= Problem A =
Print the part of the dropDuplicates thread that opens with the words containing "This is avoided" and closes with "first/last etc.".

= Text block =
Re: dropDuplicate on timestamp based column unexpected output

2019-04-04 Thread Abdeali Kothari
So, the above code for min() worked for me fine in general, but there was
one corner case where it failed.
Which was when I have something like:
invoice_id=1, update_time=*2018-01-01 15:00:00.000*
invoice_id=1, update_time=*2018-01-01 15:00:00.000*
invoice_id=1, update_time=2018-02-03 14:00:00.000

In this example, the update_time for 2 records is the exact same. So, doing
a filter for the min() will result in 2 records for the invoice_id=1.
This is avoided in your code snippet of row_num - because 2 rows will never
have row_num = 1

But note that here - row_num=1 and row_num=2 will be randomly ordered
(because orderBy is on update_time and they have the same value of
update_time).
Hence dropDuplicates can be used there cause it can be either one of those
rows.

Overall - dropDuplicates seems like it's meant for cases where you
literally have redundant duplicated data. And not for filtering to get
first/last etc.


On Thu, Apr 4, 2019 at 11:46 AM Chetan Khatri 
wrote:

> Hello Abdeali, Thank you for your response.
>
> Can you please explain me this line, And the dropDuplicates at the end
> ensures records with two values for the same 'update_time' don't cause
> issues.
>
> Sorry I didn't get quickly. :)
>
> On Thu, Apr 4, 2019 at 10:41 AM Abdeali Kothari 
> wrote:
>
>> I've faced this issue too - and a colleague pointed me to the
>> documentation -
>> https://spark.apache.org/docs/2.4.0/api/python/pyspark.sql.html#pyspark.sql.DataFrame.dropDuplicates
>> dropDuplicates docs does not say that it will guarantee that it will
>> return the "first" record (even if you sort your dataframe)
>> It would give you any record it finds and just ensure that duplicates are
>> not present.

= Problem B =
Output the part of the records that opens with the line containing "the net float." and runs through the end of the records, leaving out the pictures.

= Provided information =

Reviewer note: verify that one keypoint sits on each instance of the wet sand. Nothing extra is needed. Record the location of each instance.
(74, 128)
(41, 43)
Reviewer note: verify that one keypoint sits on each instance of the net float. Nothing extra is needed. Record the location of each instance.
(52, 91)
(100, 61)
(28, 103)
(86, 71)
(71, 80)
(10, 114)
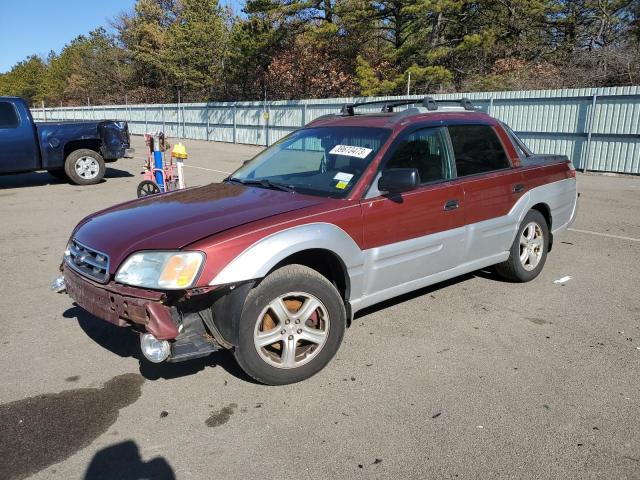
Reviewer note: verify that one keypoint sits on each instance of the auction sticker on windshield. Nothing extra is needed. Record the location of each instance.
(350, 151)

= Written response A =
This is avoided in your code snippet of row_num - because 2 rows will never
have row_num = 1

But note that here - row_num=1 and row_num=2 will be randomly ordered
(because orderBy is on update_time and they have the same value of
update_time).
Hence dropDuplicates can be used there cause it can be either one of those
rows.

Overall - dropDuplicates seems like it's meant for cases where you
literally have redundant duplicated data. And not for filtering to get
first/last etc.

= Written response B =
Reviewer note: verify that one keypoint sits on each instance of the net float. Nothing extra is needed. Record the location of each instance.
(52, 91)
(100, 61)
(28, 103)
(86, 71)
(71, 80)
(10, 114)
Reviewer note: verify that one keypoint sits on each instance of the auction sticker on windshield. Nothing extra is needed. Record the location of each instance.
(350, 151)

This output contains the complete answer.